:: READING TEXT ::

Should one derive risk difference from the odds ratio?

Yesterday, I said that I was leaving this discussion. After having slept on it, I changed my mind. My work is being publicly ridiculed by a Professor of Clinical Epidemiology who clearly has not made even a rudimentary attempt to understand the structure of our argument. I consider this a shocking violation of academic ethics. This calls for a public response, even if I am unable to do so within the constraints of Frank’s request for civil discourse.

The structure of our argument is that we consider four types of “switches” which determine whether treatment has an individual-level effect:

  1. In no switch is present, treatment has no effect
  2. If a switch of type B is present, treatment is a sufficient cause of the outcome
  3. If a switch of type C is present, treatment is a sufficient cause of not having the outcome
  4. If a switch of type D is present, absence of treatment is a sufficient cause of not having the outcome
  5. If a switch of type E is present, absence of treatment is a sufficient cause of the outcome

If the effect of treatment is determined only by one of these types of switch (in all members of the population), and if the prevalence of that switch is stable between groups, then a characteristic effect measure associated with the switch will be stable. The particular effect measure depends on the type of switch.

We provide a thought experiment to illustrate how this works for the special case of a switch of type B. This leads to stability of the survival ratio. We clearly state that if the effect was determined by a different type of switch, then another effect measure might be stable instead. Then we proceed to show the biological reasons why switches of type B are more plausible than switches of type E for most settings where an exposure increases risk of the outcome.

Nowhere do we express “surprise” that the survival ratio is stable. The purpose of this section is to illustrate how our causal model works, to give the reader an opportunity to evaluate whether it captures their intuition about how the biological system works.

All of this is very clearly explained in the manuscript. Having to repeat it on this forum is a waste of my time, and even worse, a waste of the time of readers. Methodologists will give me a limited “budget” for how much of their attention they are willing to give, and I am not happy about having to spend this on refuting hostile bad-faith criticism on matters that are very clearly explained in the paper.

Its not good practice to personalize people or make threats on a blog - if you don’t like the idea call it nonsense but that also will not stack up without a valid reason. If you feel criticism of ideas = ridicule or violation of ethics or other social problems then why are you posting?

Coming to your idea - it does not stack up on the math regardless of the philosophical backdrop
if r0(Y)=a and r1(Y)=b then you define b as follows in your paper:
b=a+(1-a)0.01
therefore
b=0.99a+0.01
1-b =1-0.99a - 0.01
1-b = 0.99(1-a)
RR(AH)=(1-b)/(1-a) = 0.99(1-a)/(1-a) = 0.99
Thus the math is clear on the point that you predefined RR(AH) = 0.99 so why are you surprised that its stable at 0.99?

3 Likes

What threats did I make??

I did not “predefine” that the survival ratio is 0.99. Rather, I predefined a causal model, and showed that this model implies that the survival ratio is equal to the prevalence of B. The maths involved is simple, and you have summarized it here. The idea is to illustrate the logic of this mode of reasoning, in its simplest possible form. Later, I provide a way to extend this kind of reasoning to settings where there are multiple types of switches interacting with each other.

:::

**WORK ORDER**
From the forum thread above, list every switch type named by a letter, and give what each one makes a sufficient cause.

:: INFORMATION ::

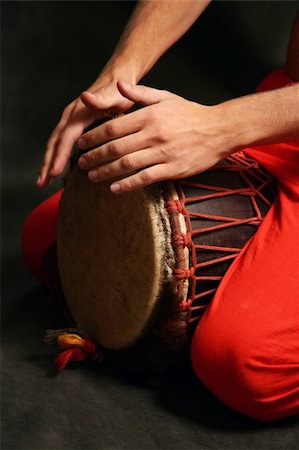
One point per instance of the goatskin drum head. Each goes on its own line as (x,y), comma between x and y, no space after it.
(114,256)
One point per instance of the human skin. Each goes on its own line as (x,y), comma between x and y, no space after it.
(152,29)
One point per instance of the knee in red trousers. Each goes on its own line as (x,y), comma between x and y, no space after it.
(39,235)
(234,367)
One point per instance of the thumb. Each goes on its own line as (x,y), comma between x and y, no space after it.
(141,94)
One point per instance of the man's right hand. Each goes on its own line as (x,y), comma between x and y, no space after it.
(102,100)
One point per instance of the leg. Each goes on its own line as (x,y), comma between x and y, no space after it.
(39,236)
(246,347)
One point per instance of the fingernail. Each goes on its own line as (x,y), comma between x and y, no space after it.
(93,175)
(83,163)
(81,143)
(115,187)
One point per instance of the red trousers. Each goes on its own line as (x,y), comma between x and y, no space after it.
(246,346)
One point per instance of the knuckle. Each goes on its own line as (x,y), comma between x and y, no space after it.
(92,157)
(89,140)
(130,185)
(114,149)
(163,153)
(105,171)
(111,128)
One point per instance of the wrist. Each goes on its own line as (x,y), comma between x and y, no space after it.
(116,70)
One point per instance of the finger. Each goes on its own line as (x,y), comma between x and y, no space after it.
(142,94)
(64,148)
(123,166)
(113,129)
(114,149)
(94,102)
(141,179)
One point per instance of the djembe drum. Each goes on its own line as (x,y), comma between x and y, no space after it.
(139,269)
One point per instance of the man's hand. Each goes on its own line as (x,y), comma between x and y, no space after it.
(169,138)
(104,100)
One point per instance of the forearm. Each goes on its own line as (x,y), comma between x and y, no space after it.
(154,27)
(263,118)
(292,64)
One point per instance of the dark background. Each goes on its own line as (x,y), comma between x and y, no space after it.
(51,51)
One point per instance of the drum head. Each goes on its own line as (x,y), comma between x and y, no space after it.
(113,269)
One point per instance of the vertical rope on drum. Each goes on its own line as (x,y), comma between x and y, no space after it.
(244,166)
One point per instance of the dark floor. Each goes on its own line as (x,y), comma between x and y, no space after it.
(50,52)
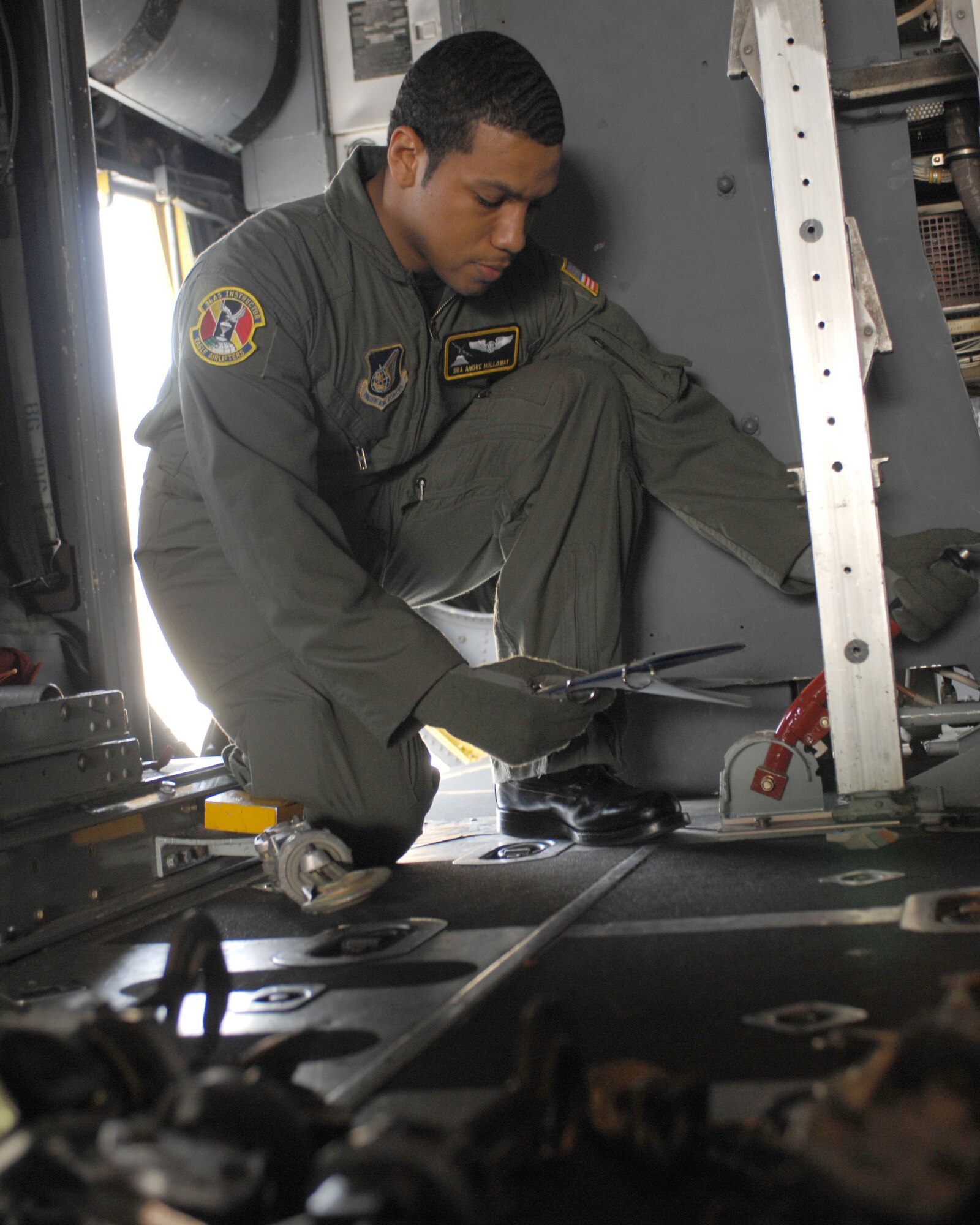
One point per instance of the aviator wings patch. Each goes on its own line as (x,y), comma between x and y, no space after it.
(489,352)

:::
:: INFORMATION ::

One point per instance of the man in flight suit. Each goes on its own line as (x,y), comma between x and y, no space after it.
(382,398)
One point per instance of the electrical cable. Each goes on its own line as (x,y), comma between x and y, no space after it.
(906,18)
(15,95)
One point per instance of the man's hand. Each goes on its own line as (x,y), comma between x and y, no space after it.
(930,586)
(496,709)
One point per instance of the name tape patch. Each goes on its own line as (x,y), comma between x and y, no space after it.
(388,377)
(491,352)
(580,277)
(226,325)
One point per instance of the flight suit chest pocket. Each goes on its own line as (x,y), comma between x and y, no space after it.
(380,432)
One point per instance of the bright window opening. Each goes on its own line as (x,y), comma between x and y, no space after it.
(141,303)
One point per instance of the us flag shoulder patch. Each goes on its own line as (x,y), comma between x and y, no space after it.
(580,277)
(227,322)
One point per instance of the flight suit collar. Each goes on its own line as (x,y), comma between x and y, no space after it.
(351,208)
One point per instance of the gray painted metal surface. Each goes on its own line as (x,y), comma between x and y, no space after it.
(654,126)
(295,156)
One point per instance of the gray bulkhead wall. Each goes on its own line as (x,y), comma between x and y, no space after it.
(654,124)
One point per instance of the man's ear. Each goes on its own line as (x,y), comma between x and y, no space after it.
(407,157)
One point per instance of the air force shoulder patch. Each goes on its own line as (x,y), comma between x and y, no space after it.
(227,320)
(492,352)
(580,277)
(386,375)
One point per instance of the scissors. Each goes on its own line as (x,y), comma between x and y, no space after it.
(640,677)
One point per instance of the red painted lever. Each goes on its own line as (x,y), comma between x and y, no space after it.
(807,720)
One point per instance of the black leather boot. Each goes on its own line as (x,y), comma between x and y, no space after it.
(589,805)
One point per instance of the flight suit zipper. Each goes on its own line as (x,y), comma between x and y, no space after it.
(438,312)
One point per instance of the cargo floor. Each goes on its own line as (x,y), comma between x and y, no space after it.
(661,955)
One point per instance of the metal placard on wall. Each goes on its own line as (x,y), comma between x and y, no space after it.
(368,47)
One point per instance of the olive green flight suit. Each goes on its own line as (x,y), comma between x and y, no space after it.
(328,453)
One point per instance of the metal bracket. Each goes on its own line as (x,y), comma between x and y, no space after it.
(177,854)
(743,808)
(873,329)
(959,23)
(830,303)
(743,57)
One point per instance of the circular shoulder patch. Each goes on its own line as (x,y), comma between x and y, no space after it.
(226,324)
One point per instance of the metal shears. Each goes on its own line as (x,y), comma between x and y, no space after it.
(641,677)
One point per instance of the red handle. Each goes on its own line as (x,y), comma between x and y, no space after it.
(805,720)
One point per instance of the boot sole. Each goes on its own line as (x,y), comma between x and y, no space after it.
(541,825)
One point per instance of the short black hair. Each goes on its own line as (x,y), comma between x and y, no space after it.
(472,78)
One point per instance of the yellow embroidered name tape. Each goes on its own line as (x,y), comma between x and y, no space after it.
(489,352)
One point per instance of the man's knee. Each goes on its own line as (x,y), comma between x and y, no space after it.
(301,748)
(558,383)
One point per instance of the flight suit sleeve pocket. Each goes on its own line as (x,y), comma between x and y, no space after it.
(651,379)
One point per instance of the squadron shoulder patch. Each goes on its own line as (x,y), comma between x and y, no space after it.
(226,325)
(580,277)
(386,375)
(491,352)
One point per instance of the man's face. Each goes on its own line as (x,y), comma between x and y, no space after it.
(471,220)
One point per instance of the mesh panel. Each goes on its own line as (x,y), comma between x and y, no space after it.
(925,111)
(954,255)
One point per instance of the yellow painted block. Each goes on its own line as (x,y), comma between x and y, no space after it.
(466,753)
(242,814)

:::
:: INFORMATION ::

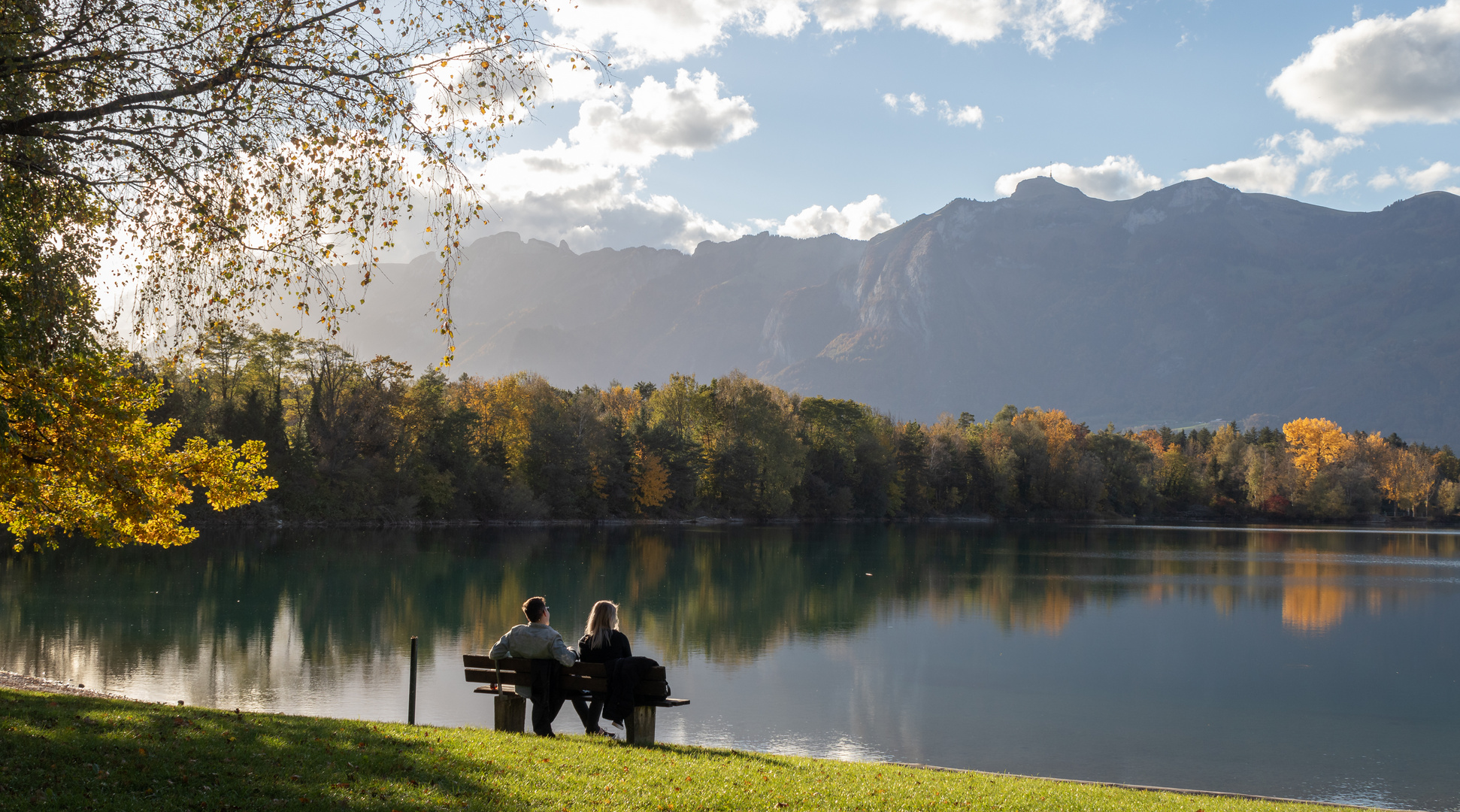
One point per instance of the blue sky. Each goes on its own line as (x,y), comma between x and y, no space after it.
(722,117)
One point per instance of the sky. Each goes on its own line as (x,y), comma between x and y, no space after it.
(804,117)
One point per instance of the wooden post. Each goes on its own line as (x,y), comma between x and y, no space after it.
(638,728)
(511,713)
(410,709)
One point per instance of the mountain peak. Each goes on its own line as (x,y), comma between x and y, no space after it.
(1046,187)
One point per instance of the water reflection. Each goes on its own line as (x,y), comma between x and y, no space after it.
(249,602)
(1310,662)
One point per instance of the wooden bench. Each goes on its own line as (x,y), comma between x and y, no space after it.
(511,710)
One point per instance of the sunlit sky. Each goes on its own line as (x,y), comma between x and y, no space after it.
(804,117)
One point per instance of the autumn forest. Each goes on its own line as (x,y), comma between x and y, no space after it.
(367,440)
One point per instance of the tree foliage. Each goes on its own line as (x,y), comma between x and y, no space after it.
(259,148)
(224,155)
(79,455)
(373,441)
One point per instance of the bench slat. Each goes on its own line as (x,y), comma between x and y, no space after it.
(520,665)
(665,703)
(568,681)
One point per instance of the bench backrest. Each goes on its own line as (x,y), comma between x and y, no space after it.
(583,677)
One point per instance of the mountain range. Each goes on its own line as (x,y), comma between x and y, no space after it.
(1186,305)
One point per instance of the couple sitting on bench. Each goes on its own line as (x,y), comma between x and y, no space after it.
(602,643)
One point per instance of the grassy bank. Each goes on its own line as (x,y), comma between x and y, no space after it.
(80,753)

:::

**OUTPUT**
- Type B: treatment is a sufficient cause of the outcome
- Type C: treatment is a sufficient cause of not having the outcome
- Type D: absence of treatment is a sufficient cause of not having the outcome
- Type E: absence of treatment is a sufficient cause of the outcome